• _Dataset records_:

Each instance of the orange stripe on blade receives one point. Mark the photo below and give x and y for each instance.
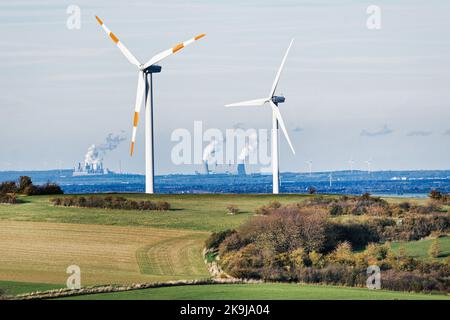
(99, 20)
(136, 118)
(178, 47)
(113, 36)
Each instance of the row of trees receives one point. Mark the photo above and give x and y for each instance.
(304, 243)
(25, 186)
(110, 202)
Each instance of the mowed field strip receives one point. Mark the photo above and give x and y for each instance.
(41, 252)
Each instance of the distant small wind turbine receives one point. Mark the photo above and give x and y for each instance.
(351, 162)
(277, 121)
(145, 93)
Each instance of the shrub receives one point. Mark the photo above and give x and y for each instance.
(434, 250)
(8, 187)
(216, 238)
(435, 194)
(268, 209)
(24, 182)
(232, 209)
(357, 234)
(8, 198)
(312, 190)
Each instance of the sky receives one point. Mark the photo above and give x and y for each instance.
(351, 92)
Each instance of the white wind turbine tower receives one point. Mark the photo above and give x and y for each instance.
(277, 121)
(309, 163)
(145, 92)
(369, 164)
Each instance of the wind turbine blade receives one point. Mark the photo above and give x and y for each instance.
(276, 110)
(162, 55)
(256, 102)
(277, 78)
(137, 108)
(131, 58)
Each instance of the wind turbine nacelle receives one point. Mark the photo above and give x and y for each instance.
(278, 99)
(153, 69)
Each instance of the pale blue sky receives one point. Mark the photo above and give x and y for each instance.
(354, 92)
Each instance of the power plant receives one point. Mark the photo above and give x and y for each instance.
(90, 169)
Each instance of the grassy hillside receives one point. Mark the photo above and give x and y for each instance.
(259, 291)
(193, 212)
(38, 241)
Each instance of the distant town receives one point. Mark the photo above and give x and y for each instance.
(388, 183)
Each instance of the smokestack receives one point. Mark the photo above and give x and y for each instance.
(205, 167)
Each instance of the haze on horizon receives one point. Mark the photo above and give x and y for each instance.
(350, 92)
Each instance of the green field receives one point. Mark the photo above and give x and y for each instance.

• _Exercise requirements_:
Print exactly the lines of the records from the one containing "Each instance of the wind turbine nacelle" through the end, and nothing besides them.

• _Written solution_:
Each instance of the wind turbine nacelle receives one point. Mark the photo above and give x and y for each instance.
(278, 99)
(153, 69)
Each instance of the pale blue sky receives one point. Mark the photo above and give x and y for each instance.
(354, 92)
Each instance of the power plant receives one point. Mark the photo above and give x and y for each instance.
(90, 169)
Each instance of the grassy hillside receives one point. Mark the photo above and give x and y for each instance.
(259, 291)
(193, 212)
(38, 241)
Each instance of the distant town receives one point. Mark the photo above and give x and y for each instance.
(388, 183)
Each instance of the smokestack receives one point. Mark the photo above and give x and y for each instance.
(205, 167)
Each instance of the haze on horizon receives one point. Mark the photo above and give x and y for each instance.
(350, 92)
Each instance of the green field receives one point. Mark the photo above and give x and y for each instance.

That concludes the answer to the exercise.